**DATA**
------------

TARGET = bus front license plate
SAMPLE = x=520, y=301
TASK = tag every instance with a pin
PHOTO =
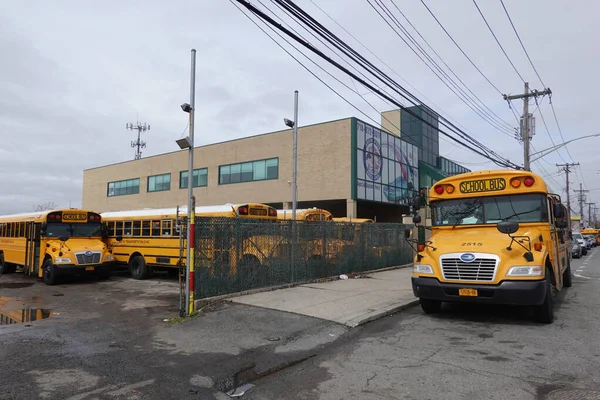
x=467, y=292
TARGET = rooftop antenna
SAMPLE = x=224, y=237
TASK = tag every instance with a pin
x=140, y=144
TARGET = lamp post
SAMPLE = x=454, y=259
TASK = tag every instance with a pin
x=294, y=125
x=188, y=143
x=558, y=146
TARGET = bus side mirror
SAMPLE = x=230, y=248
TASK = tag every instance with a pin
x=416, y=203
x=559, y=212
x=508, y=227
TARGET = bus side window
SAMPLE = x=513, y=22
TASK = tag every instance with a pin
x=137, y=228
x=119, y=228
x=127, y=228
x=166, y=227
x=145, y=228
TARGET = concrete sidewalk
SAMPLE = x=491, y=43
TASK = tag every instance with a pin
x=350, y=302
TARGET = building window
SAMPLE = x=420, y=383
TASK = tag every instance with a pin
x=199, y=178
x=159, y=183
x=249, y=171
x=121, y=188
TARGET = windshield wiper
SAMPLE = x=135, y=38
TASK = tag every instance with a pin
x=521, y=213
x=465, y=213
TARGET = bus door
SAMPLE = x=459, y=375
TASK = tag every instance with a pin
x=558, y=241
x=32, y=248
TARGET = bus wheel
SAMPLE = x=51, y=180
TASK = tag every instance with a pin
x=138, y=268
x=431, y=306
x=49, y=273
x=544, y=313
x=567, y=276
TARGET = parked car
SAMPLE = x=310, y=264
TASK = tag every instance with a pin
x=577, y=236
x=591, y=239
x=576, y=250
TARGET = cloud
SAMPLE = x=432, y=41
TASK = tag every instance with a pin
x=73, y=74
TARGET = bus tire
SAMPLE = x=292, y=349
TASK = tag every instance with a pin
x=138, y=268
x=544, y=313
x=4, y=268
x=431, y=306
x=567, y=276
x=49, y=273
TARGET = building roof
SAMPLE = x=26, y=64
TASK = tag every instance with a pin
x=217, y=143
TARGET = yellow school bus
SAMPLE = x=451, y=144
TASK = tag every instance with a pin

------------

**EXERCISE DETAILS**
Return the number of lines in the data above that include the word "window", and nothing else.

**SOLUTION TO THE PROBLEM**
2